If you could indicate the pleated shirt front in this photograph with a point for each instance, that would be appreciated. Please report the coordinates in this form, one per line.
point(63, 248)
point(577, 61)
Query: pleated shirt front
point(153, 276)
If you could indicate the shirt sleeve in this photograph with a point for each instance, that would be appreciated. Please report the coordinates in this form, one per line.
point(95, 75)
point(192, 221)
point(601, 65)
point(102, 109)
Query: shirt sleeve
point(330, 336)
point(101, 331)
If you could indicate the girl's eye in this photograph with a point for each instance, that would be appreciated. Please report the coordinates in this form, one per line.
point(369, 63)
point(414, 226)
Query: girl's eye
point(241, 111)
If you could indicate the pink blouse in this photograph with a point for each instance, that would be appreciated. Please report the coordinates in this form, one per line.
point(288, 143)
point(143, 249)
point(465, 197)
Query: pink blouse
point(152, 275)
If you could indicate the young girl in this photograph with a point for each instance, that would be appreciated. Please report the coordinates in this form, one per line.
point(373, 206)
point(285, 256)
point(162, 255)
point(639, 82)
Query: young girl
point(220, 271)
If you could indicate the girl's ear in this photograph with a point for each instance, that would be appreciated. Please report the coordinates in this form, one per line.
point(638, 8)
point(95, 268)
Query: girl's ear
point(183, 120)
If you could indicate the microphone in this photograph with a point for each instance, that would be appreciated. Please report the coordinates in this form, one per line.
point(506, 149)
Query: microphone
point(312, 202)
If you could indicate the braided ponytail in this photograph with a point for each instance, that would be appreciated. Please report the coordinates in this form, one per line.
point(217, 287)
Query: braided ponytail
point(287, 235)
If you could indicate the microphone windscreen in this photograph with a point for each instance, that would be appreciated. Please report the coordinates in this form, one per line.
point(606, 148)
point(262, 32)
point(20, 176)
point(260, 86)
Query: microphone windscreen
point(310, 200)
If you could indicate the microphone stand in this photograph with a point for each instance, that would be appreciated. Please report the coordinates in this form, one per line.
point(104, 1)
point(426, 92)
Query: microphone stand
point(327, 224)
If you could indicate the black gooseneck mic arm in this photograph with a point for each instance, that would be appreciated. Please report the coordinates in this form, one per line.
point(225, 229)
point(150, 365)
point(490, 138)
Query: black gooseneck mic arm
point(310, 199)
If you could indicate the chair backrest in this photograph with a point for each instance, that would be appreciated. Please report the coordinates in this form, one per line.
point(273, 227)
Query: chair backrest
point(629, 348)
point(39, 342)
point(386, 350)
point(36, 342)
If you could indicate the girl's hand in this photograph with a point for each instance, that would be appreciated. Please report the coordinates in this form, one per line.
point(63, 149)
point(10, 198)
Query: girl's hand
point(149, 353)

▬▬▬▬▬▬▬▬▬▬

Transcreva fielmente todas as linhas dos itens acima, do primeiro ao último, sem omitir nem alterar nada.

__Resposta completa__
If you could indicate the pleated shirt front in this photograph with a point for each instance, that would be appreciated. Please report the coordinates in this form, one per line.
point(63, 248)
point(577, 61)
Query: pleated shirt front
point(153, 276)
If you could indicate the shirt sleeve in this photograph with a point for each instance, that would be appreciated. Please report the coordinates in this form, one per line.
point(95, 75)
point(192, 221)
point(601, 65)
point(102, 109)
Query: shirt sleeve
point(330, 336)
point(101, 331)
If you could indicate the girl's eye in this photograph with a point for each instance, that would be appreciated. Please report the coordinates in this form, one per line.
point(369, 63)
point(414, 226)
Query: girl's eye
point(241, 111)
If you could indicate the pink blouse in this photograph with a point for each instance, that would be appreciated. Please report the coordinates in this form, one per line.
point(288, 143)
point(143, 249)
point(465, 197)
Query: pink blouse
point(152, 275)
If you could indicate the young girl in this photograph with a point for each instance, that would be appreciated. Please report the coordinates in this form, one per line.
point(373, 206)
point(285, 256)
point(162, 255)
point(639, 82)
Query: young girl
point(220, 271)
If you could indicate the girl's ear in this photograph with a point for each instance, that would be appreciated. Please report the coordinates in this form, one per line.
point(638, 8)
point(95, 268)
Query: girl's ear
point(183, 120)
If you could indicate the microphone in this photograph with a point for each instance, that would be appreciated. Please report the coordinates in this form, one per line.
point(506, 149)
Query: microphone
point(312, 202)
If you could indicate the braided ponytail in this photograph with a point for each instance, that would be appreciated. Please report the coordinates in this form, one per line.
point(217, 287)
Query: braided ponytail
point(287, 235)
If you could indicate the microphone windscreen in this photograph with a point for each instance, that would be appreciated. Please report the coordinates in this form, one per line.
point(606, 148)
point(262, 32)
point(20, 176)
point(260, 86)
Query: microphone windscreen
point(310, 200)
If you could indicate the microphone stand in this photograph with a point for each instance, that would be appreciated. Please report the coordinates in this form, one per line.
point(104, 1)
point(426, 92)
Query: microphone stand
point(327, 224)
If you could indicate the black gooseneck mic arm in this photograph with a point for each instance, that would be appreciated. Please report the coordinates in this form, one per line.
point(225, 229)
point(150, 365)
point(490, 138)
Query: black gooseneck mic arm
point(310, 199)
If you could indicate the chair backrest in this photograph with a point for each instance, that would be appreciated. Please report the coordinates in this form, one per line.
point(273, 227)
Query: chair backrest
point(629, 348)
point(39, 342)
point(386, 350)
point(36, 342)
If you could indicate the girl's hand in this photograph with a point for each instance, that would be appreciated. Please report the coordinates in this form, one per line.
point(63, 149)
point(10, 198)
Query: girl's hand
point(149, 353)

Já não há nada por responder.